━━ Entries supplied
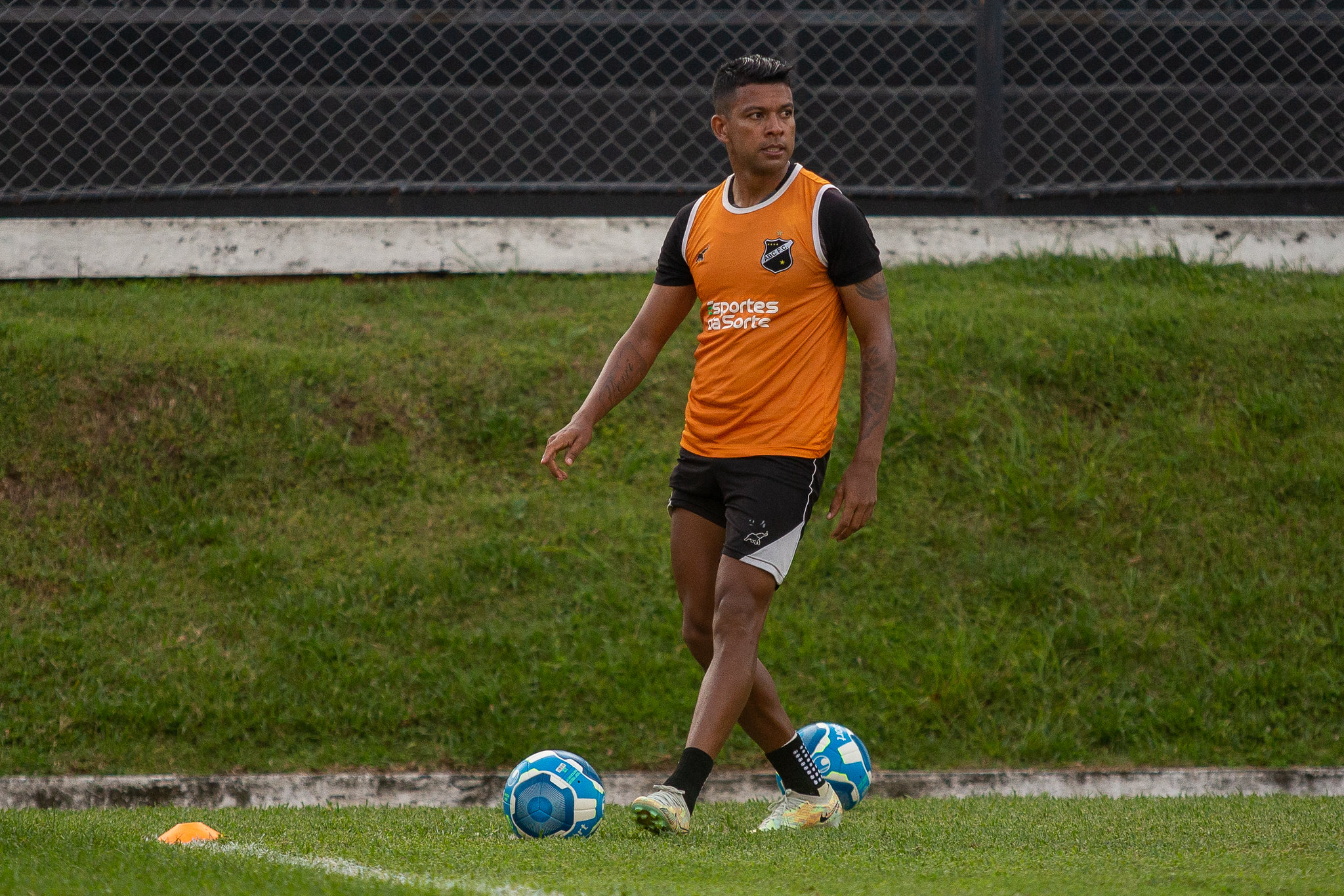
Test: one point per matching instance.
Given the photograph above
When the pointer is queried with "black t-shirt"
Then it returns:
(852, 255)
━━━━
• What the task asks
Reproduce the data above with "image" substituted for "photograph" and nothing else changed. Leave out the pictures.

• Exercise result
Test: one point per matching instance.
Given the image above
When the pointer is queried with "black t-shirt"
Then it returns:
(852, 255)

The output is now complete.